* **Exercise details**: Copy the result of filtering the entries below for lines that include the string "space".
──────
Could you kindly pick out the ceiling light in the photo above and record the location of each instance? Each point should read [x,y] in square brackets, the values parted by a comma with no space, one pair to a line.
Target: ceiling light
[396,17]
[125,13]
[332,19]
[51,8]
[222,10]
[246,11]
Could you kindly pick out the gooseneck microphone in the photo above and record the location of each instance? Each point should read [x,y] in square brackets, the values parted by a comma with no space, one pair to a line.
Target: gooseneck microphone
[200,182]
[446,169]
──────
* **Response for this exercise**:
Could you kindly pick out the ceiling light in the photo above and record the location of each instance? Each point should read [x,y] in square brackets, the values parted by a comma with no space, one pair to a line.
Could you kindly pick out the gooseneck microphone in the photo above and record the location of each instance? Each point should read [x,y] in square brackets, the values parted by a comma with no space, one pair to a line.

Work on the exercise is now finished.